### Work to complete
For each statement, answer yes or no on whether it agrees with the text on Edward Snowden, and quote the words of the text that decide it. (a) Snowden flew from China to Russia on June 23, 2013. (b) The text expects Snowden to be seen in the long term as a cause of the breakdown in political trust. (c) The text holds that paranoia is always unjustified.

### Extract

----

The Legacy of Edward Snowden

For Al Jazeera English, I wrote about Snowden and political paranoia:

On June 23, 2013, Edward Snowden left China, a repressive state with a vast surveillance system, to fly to Russia, a repressive state with an even vaster surveillance system, in order to escape America, where he had worked for a surveillance system so vast he claims it gave him “the power to change people’s fates”.

In proclaiming his ability to change the fates of others, Snowden lost control of his own. He was lambasted as the instigator of international conspiracies and praised as the source of their revelation. He was at once a hero and a traitor , a pawn and a king, a courageous whistle-blower with the means to bring down nations and a naive narcissist, little millennial lost . He inspired debate and inspired even more debate over whether to debate him.

What are people looking for when they look at Snowden? They are looking for answers about how much states and corporations know about their personal lives, but more than that, they are looking for a sense that answers are possible. They are looking for knowledge untainted by corruption, as Snowden continues his world tour of corrupt regimes. They are looking for state agendas explained by someone without an agenda of his or her own. They are looking, and they are not finding what they seek.

Satisfactory explanations require trust in the person explaining. In the long term, Snowden will be seen as a symptom of a breakdown in political trust, not a cause. His legacy is paranoia – the paranoia of the individual about the paranoia of the state that spurs the paranoia of the public. This is not to say that paranoia is always unjustified. But it has become a weltanschauunginstead of a reaction.

----

### Dataset records

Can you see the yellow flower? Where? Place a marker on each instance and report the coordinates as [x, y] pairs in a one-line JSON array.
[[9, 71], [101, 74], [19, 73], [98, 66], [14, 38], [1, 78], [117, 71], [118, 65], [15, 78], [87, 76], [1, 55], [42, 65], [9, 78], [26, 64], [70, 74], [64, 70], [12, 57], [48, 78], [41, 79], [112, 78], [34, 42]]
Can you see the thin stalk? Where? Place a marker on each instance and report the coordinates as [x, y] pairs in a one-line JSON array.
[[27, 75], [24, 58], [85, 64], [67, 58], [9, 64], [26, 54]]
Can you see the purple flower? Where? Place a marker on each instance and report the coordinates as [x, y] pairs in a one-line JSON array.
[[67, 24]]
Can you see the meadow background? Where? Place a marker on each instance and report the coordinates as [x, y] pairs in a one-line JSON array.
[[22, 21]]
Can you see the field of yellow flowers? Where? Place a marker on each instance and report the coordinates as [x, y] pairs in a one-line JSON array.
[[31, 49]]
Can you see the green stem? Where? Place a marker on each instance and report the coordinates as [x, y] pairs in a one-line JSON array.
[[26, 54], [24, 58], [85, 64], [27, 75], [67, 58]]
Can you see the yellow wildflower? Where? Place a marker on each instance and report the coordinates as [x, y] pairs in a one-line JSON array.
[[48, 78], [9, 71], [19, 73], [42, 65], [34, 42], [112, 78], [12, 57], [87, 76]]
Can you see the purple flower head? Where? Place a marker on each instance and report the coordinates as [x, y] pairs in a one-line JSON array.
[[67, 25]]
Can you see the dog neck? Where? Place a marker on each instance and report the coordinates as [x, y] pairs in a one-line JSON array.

----

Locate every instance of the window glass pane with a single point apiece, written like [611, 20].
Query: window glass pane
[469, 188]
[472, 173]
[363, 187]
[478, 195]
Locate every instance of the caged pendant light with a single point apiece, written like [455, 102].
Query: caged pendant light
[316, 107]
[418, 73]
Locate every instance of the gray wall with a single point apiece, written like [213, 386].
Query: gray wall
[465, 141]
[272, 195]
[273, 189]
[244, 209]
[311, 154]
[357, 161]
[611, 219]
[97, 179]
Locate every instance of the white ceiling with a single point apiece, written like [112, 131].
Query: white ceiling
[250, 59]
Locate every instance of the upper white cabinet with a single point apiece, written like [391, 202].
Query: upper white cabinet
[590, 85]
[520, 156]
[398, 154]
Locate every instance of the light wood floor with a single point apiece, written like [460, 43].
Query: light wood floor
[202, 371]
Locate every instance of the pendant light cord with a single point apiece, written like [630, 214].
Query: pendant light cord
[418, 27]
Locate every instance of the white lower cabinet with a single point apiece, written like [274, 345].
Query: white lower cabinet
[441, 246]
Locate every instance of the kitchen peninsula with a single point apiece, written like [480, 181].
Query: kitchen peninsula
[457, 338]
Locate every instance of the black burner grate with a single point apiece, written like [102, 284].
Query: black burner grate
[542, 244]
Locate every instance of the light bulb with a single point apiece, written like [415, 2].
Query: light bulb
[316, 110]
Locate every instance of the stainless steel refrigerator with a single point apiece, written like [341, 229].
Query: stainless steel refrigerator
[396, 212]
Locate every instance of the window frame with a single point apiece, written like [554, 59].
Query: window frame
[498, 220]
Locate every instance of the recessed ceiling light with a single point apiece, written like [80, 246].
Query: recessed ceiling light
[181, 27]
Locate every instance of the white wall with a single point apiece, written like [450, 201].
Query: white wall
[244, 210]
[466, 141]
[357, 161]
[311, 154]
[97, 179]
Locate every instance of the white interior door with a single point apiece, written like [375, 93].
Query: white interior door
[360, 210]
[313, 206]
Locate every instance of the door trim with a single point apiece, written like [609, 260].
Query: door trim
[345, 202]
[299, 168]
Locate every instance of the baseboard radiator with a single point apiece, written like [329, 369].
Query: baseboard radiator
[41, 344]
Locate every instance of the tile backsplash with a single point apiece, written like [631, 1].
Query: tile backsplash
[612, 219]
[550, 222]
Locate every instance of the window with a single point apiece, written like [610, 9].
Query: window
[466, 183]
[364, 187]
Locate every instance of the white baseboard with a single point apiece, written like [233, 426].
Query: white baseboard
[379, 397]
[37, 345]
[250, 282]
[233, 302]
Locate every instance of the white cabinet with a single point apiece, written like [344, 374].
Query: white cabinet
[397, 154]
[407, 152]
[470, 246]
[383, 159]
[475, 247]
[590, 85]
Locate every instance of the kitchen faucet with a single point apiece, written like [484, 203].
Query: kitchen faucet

----

### Worked solution
(a) Yes: "On June 23, 2013, Edward Snowden left China, a repressive state with a vast surveillance system, to fly to Russia"
(b) No: "In the long term, Snowden will be seen as a symptom of a breakdown in political trust, not a cause."
(c) No: "This is not to say that paranoia is always unjustified."